▶ **TUGAS 1**
Tulis ulang entri mulai dari baris yang memuat "Where can you see the cream" sampai akhir entri, dengan mengganti "blazer" menjadi "jacket" dan membiarkan bagian lainnya tidak berubah.

▶ **TEKS BACAAN**
Penuntun Bacaan
Tulisan
ini
dibuat berdasarkan fakta empiris. Fakta empiris yang saya sebutkan di
dalam
tulisan ini, menurut saya, sudah cukup dapat dikatakan mewakili secara
keseluruhan praktik yang sama di dalam dunia Pemasyarakatan. Karena di
mana ada ruang praktik pemasyarakatan, gambarannya tidak jauh beda
dengan praktik pemasyarakatan lainnya. Kalau pun ada yang lebih baik
atau sejalan dengan konsep pemasyarakatan, semata-mata hanya sebagai
penyeimbang dan itupun baru terjadi tidak lama ini, dan tentunya dengan
pemahaman yang setengah-setengah dalam pelaksanaannya. Kajian terhadap
Pemasyarakatan untuk kondisi terkini menurut saya terletak pelaksanaan
dari
konsep Pemasyarakatan itu sendiri. Dari segala aturan yang dibuat, sudah
banyak
yang bernafaskan Pemasyarakatan, dan disertai dengan pilihan politik
pembuat peraturan
perundang-undangan.
Sejarah Singkat Pemasyarakatan
Lembaga
Pemasyarakatan (Lapas atau LP) merupakan ujung tombak konsep Pemasyarakatan
yang digagas oleh Sahardjo, konsep yang diperkenalkan beliau dalam reformasi
sistem kepenjaraan dan berdasarkan pada konsep kemanusiaan (hak asasi manusia).
Meskipun pada tanggal 5 Juli 1963 diperkenalkan oleh Sahardjo, yang kemudian
mendapat respon positif dari kalangan jawatan kepenjaraan pada saat itu
sehingga menghasilkan rumusan ideal sebagai pengganti kepenjaraan pada tahun
berikutnya (27 April hingga 7 Mei 1964), Undang-Undang yang mengatur tentang
Pemasyarakatan baru diundangkan pada tahun 1995 melalui Undang-Undang Nomor 12
Tahun 1995 tentang Pemasyarakatan. Hal itu seiring dengan dipisahkannya jawatan
kepenjaraan dari departemen kehakiman pada saat itu.

▶ **DATA DITAMPILKAN**
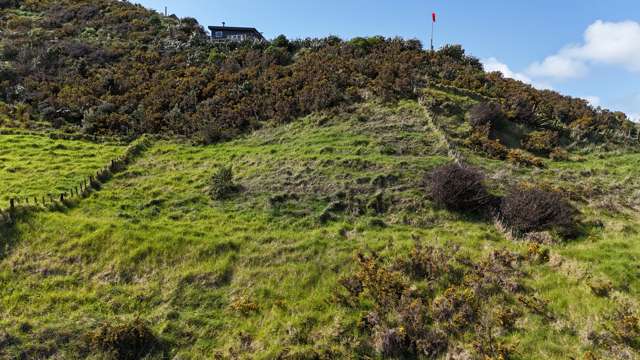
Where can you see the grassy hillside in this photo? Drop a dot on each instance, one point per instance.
(36, 165)
(260, 274)
(302, 199)
(104, 66)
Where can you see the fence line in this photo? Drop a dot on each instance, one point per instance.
(21, 205)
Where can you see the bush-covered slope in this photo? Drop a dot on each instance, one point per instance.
(110, 66)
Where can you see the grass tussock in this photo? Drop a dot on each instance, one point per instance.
(130, 340)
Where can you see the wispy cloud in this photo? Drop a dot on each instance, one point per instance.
(492, 64)
(613, 43)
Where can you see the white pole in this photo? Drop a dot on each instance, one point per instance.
(432, 28)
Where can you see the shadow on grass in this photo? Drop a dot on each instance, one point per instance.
(9, 235)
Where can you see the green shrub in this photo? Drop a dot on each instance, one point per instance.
(222, 185)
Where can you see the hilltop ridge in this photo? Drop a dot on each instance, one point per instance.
(104, 66)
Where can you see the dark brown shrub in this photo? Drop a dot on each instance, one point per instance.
(526, 210)
(479, 141)
(485, 114)
(521, 158)
(458, 188)
(126, 341)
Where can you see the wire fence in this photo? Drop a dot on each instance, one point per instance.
(18, 205)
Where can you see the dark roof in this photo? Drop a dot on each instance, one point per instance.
(239, 29)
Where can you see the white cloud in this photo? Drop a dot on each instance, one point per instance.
(613, 43)
(559, 66)
(492, 64)
(595, 101)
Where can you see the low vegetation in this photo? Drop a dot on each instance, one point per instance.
(384, 201)
(526, 210)
(458, 188)
(36, 165)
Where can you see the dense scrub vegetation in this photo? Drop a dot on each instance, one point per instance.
(435, 302)
(458, 188)
(112, 67)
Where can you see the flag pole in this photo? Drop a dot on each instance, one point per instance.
(432, 26)
(433, 23)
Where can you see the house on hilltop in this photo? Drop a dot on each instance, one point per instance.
(228, 33)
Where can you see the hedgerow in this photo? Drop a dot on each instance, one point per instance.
(116, 67)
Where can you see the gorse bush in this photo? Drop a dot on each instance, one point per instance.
(541, 142)
(526, 210)
(458, 188)
(429, 301)
(485, 114)
(66, 58)
(222, 185)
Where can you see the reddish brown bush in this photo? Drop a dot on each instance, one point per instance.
(485, 114)
(526, 210)
(458, 188)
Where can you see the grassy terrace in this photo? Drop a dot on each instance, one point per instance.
(34, 165)
(255, 276)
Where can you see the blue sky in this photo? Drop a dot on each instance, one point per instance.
(584, 48)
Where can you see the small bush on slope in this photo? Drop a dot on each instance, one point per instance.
(222, 185)
(458, 188)
(526, 210)
(485, 114)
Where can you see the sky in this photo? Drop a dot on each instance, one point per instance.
(583, 48)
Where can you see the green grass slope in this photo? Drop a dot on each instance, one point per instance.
(256, 275)
(36, 165)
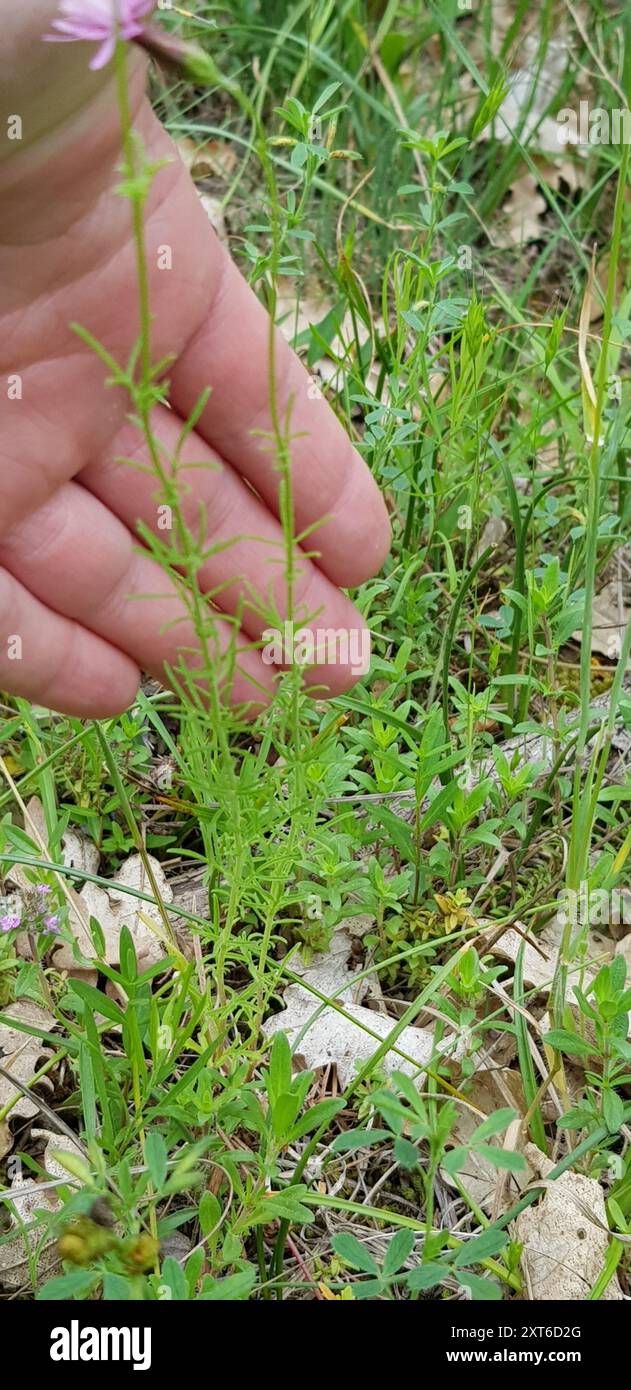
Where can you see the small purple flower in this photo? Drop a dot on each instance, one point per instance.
(9, 923)
(99, 21)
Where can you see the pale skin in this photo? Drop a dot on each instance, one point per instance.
(70, 560)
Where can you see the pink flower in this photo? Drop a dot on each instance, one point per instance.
(99, 21)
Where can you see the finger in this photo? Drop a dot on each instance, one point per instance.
(246, 571)
(54, 662)
(231, 353)
(82, 562)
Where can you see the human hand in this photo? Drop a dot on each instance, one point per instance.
(74, 630)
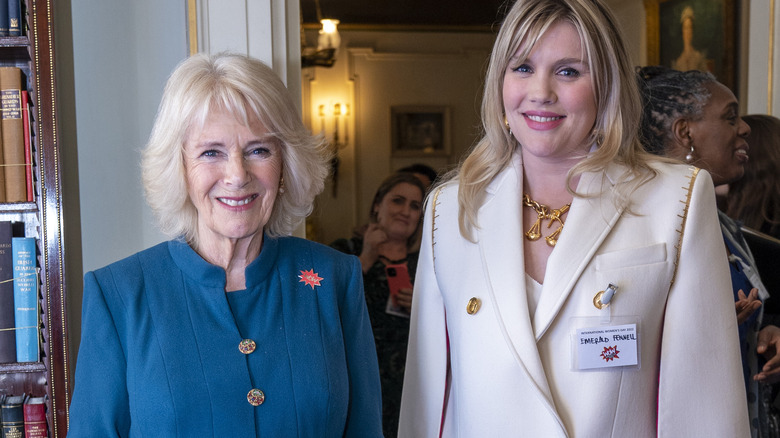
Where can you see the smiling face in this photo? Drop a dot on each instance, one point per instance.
(233, 174)
(548, 98)
(719, 136)
(398, 213)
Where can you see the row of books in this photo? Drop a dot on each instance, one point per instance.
(11, 15)
(16, 159)
(19, 304)
(23, 416)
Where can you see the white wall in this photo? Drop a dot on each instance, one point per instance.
(759, 68)
(122, 55)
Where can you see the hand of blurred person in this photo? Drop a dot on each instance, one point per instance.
(769, 346)
(404, 298)
(746, 305)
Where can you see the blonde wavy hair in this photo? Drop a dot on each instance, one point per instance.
(245, 88)
(616, 93)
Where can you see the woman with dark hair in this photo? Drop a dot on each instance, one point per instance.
(386, 250)
(693, 118)
(755, 198)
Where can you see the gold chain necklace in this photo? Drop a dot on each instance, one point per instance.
(544, 212)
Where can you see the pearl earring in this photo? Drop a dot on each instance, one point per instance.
(689, 157)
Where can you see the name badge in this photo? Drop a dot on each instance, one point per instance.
(606, 346)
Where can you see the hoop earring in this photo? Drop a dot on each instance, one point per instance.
(689, 157)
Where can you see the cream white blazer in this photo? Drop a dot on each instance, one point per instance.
(504, 372)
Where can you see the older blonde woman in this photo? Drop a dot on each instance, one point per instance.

▶ **TUGAS 2**
Tahun berapa saja yang disebutkan dalam teks bacaan tentang Pemasyarakatan?

▶ **JAWABAN BENAR 1**
Where can you see the cream white jacket in this photo? Drop a dot on each instance, one point per instance.
(504, 372)
Where can you see the older blonde woman in this photo? Drop a dot on each instance, one point per instance.

▶ **JAWABAN BENAR 2**
1963, 1964, 1995